EXERCISE: Please find every line in the items below that contains the word "palm" and copy each of those lines. Case counts.

Rows from a dataset for labeling boxes:

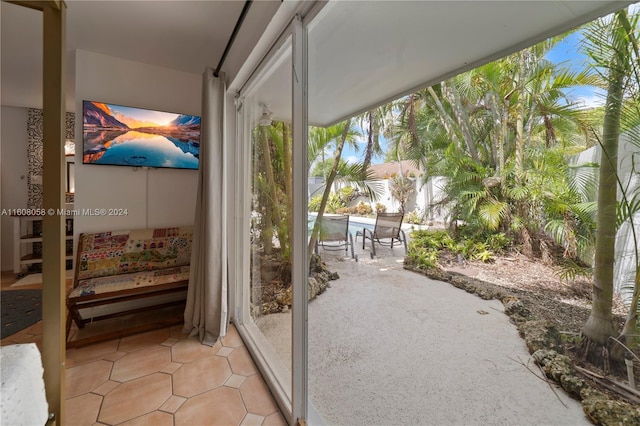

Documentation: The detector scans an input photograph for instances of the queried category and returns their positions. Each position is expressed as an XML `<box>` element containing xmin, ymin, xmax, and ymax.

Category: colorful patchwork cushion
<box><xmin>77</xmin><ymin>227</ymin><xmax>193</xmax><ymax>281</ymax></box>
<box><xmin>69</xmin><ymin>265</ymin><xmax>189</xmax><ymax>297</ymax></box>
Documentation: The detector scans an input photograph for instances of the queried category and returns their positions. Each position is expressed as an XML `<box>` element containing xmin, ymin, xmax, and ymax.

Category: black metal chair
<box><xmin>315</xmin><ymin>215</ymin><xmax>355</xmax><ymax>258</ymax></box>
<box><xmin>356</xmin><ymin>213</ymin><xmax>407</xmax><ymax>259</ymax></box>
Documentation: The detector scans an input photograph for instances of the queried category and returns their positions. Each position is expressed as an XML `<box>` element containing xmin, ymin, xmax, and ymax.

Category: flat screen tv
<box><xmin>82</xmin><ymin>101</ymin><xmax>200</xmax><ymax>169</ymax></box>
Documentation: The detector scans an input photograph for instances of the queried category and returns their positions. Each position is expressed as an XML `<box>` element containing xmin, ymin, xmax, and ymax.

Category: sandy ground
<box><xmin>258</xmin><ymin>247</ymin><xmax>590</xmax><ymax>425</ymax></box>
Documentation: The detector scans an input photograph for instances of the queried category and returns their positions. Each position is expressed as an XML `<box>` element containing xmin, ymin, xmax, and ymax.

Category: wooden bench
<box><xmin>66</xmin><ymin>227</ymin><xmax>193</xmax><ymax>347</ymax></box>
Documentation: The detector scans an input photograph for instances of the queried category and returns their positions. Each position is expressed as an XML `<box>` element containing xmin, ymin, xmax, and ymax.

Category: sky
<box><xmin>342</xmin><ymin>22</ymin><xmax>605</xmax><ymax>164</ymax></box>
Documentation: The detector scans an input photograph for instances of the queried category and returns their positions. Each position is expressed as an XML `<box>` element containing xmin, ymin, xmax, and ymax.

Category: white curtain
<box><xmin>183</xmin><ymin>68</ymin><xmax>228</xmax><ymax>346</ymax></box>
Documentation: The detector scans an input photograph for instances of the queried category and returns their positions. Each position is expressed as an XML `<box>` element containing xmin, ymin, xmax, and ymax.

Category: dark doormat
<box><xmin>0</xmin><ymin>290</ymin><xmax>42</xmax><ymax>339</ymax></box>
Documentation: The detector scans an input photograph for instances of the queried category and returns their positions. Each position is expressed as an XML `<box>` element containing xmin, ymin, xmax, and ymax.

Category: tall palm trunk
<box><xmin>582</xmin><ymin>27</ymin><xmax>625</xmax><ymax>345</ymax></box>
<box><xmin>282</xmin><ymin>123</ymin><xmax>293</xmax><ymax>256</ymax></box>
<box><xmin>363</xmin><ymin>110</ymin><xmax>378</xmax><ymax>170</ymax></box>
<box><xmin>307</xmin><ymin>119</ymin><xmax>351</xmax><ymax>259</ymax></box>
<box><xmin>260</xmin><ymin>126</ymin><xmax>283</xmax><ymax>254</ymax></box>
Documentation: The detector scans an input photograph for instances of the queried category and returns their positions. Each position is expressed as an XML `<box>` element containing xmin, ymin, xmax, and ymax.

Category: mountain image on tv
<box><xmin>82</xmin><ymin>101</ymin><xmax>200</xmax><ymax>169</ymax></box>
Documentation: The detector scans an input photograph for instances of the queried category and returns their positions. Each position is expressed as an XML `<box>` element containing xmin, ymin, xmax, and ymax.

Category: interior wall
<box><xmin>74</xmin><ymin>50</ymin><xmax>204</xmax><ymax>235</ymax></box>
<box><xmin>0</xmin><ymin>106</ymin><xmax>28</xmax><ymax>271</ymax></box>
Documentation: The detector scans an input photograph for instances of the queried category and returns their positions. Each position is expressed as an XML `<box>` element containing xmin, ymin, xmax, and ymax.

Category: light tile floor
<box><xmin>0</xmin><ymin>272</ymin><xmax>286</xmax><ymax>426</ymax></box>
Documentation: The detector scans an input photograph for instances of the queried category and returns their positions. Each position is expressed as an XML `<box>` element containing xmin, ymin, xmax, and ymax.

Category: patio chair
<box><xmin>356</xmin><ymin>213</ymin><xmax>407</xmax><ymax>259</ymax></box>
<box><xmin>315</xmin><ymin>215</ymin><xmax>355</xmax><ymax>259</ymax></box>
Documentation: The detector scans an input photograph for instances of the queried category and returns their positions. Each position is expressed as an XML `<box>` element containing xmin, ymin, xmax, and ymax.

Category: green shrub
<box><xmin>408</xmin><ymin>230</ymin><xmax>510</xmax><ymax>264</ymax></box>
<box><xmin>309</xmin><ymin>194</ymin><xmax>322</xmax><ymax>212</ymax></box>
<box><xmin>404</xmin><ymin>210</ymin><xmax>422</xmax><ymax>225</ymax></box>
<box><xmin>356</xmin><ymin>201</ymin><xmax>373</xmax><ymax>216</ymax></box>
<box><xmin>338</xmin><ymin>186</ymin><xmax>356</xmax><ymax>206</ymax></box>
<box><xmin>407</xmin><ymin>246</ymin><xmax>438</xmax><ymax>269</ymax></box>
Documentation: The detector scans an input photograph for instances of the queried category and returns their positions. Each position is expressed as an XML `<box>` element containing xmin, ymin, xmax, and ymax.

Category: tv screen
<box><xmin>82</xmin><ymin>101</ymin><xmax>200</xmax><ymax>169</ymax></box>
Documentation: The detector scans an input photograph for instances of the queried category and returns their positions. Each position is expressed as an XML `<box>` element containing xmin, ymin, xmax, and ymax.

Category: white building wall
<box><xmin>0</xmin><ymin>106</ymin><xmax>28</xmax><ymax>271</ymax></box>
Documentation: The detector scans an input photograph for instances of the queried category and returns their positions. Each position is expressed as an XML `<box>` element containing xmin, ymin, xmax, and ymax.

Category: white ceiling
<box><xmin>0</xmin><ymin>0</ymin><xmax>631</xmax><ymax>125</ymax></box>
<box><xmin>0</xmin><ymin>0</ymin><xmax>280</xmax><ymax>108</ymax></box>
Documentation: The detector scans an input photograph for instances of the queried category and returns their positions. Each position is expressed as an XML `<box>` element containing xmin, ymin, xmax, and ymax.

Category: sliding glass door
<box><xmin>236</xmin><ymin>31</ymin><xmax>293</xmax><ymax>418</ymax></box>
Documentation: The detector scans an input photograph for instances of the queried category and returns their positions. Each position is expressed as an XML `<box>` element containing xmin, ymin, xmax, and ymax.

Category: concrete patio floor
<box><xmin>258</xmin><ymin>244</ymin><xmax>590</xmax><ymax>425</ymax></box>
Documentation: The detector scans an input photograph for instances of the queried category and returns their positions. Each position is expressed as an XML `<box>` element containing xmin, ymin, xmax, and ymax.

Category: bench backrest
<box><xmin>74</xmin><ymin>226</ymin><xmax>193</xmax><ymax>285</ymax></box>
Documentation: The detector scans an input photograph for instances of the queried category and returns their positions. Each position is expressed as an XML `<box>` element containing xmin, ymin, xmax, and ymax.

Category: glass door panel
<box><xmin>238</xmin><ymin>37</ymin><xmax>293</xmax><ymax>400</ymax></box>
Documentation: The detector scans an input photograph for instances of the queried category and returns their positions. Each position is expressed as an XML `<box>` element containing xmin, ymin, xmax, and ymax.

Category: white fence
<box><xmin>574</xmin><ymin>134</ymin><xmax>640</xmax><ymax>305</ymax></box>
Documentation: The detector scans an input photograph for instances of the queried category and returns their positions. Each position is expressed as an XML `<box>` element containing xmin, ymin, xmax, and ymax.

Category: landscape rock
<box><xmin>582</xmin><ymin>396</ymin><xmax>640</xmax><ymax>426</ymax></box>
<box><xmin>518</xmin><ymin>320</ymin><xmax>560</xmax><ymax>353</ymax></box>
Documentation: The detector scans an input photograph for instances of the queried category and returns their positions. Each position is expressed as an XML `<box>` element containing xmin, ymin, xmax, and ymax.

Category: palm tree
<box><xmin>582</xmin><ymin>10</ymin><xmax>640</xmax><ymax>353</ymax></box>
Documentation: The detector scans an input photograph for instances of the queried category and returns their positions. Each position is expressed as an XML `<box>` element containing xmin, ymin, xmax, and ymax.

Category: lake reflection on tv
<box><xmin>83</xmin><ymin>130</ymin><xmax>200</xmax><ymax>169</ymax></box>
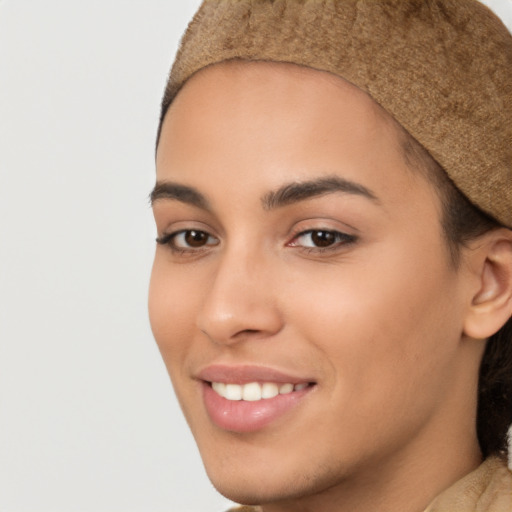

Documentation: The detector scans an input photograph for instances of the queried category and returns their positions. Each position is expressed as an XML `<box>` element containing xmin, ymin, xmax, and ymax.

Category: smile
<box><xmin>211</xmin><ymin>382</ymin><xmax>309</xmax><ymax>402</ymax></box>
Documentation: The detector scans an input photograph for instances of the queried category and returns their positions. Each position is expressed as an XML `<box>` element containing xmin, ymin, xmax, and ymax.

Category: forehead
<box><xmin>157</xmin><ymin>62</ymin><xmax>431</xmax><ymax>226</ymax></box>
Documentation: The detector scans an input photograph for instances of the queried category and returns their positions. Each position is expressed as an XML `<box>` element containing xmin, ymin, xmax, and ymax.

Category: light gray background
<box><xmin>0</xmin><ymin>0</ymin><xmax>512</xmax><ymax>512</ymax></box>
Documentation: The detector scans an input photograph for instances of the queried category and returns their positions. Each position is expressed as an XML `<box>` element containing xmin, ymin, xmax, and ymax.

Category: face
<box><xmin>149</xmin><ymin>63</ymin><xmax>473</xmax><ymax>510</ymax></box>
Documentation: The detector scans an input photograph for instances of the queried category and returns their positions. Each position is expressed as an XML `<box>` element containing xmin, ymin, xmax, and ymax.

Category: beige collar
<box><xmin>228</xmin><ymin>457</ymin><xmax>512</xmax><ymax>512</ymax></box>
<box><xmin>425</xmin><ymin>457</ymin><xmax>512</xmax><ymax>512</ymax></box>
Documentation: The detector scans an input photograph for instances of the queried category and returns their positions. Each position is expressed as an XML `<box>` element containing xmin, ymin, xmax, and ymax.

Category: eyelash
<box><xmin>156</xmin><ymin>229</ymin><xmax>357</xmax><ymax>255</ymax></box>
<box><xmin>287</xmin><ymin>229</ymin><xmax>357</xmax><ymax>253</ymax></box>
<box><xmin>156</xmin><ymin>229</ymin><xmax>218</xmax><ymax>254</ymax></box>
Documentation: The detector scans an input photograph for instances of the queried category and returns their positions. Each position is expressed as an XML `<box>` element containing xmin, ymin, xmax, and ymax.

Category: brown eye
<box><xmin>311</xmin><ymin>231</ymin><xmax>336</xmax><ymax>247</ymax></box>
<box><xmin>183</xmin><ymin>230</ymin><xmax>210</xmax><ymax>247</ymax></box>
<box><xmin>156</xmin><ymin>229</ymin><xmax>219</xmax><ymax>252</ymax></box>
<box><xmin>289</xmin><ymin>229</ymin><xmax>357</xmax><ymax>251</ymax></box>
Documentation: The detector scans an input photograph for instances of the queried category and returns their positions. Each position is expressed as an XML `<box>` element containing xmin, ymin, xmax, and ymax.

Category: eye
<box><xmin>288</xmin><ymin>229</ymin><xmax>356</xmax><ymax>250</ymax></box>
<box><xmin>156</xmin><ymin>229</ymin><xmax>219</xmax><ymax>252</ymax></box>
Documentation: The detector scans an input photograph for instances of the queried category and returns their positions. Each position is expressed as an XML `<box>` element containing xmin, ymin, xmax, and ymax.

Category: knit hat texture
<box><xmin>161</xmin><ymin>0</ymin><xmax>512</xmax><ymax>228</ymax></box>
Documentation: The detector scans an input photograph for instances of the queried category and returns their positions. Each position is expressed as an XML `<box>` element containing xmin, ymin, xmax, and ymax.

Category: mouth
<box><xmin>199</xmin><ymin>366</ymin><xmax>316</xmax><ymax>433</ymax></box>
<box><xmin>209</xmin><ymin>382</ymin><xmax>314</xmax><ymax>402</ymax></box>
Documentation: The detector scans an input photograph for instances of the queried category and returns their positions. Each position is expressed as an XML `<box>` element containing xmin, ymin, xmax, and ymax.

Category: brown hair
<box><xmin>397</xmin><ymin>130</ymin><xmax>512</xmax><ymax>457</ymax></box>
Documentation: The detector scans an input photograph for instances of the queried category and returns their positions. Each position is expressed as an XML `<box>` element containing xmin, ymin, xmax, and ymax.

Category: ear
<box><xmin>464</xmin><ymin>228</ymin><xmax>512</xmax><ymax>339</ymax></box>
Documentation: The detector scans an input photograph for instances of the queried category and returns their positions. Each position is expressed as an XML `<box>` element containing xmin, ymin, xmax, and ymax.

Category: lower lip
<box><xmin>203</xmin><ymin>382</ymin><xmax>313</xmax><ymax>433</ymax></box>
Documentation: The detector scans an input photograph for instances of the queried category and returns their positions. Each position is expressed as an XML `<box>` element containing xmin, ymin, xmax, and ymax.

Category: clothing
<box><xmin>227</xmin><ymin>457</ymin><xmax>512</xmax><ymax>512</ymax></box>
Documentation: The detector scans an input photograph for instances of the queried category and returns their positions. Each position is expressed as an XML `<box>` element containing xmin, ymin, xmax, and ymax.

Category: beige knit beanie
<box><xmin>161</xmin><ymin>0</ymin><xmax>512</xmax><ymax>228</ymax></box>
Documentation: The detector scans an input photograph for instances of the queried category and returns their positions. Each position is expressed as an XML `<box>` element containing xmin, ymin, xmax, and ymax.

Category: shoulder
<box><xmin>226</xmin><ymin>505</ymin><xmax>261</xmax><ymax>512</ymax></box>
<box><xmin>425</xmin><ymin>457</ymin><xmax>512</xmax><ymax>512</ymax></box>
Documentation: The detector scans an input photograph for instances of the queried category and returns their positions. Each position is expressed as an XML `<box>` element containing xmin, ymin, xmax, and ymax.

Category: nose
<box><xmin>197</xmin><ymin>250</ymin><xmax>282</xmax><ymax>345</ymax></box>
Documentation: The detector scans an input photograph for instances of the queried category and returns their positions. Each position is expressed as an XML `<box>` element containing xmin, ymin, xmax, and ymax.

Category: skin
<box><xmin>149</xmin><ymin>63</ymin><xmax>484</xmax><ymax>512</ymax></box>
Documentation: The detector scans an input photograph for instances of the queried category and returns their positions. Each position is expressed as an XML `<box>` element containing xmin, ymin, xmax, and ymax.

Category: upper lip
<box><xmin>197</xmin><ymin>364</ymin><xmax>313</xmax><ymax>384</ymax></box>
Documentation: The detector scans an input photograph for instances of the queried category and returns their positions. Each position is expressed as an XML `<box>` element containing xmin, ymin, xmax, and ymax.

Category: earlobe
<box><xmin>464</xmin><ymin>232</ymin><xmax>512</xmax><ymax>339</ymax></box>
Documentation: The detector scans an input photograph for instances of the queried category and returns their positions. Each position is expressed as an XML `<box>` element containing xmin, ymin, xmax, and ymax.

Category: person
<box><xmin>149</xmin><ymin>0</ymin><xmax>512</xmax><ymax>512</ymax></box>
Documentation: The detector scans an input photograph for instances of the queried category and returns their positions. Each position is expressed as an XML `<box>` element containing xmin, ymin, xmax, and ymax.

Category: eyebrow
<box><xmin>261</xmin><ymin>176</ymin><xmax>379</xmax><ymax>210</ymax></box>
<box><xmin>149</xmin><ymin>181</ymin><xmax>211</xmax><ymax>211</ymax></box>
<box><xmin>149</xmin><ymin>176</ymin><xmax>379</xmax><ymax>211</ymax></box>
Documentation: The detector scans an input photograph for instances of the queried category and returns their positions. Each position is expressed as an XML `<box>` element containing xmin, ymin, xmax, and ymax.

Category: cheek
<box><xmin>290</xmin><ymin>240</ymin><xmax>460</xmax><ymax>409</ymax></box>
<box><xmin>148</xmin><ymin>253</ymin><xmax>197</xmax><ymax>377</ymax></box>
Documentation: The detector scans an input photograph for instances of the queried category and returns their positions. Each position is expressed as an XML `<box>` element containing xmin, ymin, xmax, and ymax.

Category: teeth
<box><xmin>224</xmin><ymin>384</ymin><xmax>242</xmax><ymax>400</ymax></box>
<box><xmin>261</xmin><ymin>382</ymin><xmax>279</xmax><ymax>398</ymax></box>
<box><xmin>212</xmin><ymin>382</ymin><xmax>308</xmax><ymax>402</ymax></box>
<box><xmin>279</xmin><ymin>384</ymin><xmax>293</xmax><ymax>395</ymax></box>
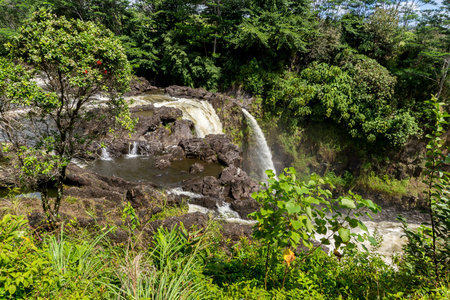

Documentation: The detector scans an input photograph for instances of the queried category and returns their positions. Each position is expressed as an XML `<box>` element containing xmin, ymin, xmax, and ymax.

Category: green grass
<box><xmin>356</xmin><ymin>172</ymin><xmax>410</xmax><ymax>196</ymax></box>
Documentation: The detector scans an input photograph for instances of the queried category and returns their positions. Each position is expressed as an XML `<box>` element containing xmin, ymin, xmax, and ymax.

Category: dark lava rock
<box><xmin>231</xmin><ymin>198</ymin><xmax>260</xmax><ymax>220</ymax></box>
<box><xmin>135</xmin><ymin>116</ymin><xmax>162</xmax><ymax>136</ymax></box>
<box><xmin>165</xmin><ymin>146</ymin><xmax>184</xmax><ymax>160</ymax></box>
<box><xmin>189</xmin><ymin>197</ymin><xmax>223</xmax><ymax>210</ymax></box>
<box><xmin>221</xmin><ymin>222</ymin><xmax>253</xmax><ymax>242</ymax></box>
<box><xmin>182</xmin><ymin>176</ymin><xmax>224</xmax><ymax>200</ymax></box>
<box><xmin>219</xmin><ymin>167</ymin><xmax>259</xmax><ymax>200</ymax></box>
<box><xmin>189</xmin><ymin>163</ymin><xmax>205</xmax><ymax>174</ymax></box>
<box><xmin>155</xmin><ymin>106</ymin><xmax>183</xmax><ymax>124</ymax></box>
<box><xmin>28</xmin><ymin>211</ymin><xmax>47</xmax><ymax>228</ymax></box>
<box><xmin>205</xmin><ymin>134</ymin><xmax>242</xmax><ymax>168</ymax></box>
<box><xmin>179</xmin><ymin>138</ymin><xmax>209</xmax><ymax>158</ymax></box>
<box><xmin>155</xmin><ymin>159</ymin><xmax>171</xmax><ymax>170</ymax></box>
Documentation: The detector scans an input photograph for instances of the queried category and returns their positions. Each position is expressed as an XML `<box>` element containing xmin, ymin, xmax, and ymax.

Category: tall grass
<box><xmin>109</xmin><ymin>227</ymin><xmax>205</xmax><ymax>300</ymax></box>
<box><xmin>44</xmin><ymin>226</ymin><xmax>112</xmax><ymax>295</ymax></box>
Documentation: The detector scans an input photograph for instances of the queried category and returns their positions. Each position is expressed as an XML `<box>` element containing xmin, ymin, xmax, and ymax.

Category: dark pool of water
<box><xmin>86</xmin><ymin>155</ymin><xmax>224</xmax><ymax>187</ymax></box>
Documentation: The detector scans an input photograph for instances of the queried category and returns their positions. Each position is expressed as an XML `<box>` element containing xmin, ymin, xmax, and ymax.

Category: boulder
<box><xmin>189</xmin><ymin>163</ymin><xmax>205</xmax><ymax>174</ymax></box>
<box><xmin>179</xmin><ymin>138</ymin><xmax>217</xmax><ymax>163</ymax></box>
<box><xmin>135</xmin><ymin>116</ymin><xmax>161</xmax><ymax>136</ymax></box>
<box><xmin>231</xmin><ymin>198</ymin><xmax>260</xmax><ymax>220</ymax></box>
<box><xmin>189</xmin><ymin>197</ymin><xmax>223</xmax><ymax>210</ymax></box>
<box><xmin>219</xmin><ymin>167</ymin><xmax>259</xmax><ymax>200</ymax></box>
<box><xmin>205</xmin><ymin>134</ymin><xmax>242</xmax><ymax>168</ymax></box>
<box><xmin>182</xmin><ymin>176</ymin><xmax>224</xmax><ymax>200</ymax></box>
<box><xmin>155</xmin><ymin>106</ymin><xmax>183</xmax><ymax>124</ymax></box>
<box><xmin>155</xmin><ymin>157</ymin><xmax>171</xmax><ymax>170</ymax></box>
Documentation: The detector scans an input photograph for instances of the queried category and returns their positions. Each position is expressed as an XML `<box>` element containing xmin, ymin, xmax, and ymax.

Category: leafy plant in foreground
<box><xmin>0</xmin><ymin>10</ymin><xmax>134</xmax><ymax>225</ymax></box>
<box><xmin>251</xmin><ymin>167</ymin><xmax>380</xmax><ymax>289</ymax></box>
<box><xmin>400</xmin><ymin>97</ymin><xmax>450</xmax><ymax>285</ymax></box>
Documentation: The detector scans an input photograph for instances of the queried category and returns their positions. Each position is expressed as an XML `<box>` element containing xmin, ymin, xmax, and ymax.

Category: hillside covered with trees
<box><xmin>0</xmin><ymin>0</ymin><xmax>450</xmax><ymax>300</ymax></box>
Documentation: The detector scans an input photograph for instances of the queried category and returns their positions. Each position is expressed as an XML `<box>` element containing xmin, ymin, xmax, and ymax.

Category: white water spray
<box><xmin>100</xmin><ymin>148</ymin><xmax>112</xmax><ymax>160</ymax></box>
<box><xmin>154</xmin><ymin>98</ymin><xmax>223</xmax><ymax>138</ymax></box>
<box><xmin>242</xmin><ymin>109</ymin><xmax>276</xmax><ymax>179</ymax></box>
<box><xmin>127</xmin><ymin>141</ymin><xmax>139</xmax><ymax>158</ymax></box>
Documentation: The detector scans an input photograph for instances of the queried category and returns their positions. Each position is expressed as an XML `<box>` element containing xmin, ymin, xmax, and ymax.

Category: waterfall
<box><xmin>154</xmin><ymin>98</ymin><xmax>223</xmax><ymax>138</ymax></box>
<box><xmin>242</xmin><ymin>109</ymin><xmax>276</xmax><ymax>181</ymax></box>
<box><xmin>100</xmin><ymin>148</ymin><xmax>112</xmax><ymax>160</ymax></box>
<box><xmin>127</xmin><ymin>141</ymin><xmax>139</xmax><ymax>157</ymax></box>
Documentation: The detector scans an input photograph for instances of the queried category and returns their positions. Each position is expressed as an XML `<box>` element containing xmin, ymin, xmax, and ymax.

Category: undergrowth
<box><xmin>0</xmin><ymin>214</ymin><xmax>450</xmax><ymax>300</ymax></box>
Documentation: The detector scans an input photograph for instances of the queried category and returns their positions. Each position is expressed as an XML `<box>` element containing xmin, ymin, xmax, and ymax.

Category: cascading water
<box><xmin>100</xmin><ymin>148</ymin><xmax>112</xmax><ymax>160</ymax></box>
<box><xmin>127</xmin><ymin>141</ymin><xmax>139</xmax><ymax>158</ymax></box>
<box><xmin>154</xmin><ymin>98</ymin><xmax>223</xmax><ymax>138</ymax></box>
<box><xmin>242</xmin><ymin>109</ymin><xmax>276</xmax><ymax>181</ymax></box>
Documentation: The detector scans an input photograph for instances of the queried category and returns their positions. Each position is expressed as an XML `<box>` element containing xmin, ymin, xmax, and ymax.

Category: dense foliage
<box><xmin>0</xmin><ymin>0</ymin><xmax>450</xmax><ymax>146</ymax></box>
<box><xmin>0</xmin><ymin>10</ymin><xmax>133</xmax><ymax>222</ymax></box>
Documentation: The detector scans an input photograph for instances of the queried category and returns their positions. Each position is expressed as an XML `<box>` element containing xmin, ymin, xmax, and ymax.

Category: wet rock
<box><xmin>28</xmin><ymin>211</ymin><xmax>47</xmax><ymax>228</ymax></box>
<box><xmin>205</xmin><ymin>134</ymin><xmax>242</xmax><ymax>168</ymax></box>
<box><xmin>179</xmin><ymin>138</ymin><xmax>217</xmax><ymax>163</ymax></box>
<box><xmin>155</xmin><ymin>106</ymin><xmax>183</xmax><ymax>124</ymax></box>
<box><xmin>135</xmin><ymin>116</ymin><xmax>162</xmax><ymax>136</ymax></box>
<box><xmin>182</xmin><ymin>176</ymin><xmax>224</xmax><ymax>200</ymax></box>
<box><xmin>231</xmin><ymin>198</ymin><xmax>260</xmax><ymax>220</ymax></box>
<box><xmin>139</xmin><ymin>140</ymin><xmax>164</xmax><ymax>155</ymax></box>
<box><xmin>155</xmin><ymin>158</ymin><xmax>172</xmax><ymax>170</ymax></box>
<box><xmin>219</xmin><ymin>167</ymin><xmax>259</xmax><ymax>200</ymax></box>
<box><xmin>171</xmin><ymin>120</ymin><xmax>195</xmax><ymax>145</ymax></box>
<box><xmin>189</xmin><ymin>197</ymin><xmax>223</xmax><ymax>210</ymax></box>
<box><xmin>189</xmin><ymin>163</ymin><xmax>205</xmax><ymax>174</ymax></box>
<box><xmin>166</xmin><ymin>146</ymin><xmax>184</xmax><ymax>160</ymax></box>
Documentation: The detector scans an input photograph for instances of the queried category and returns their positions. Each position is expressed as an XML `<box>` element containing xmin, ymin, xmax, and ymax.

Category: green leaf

WRITTEN RESPONSE:
Category: tall palm trunk
Category: palm tree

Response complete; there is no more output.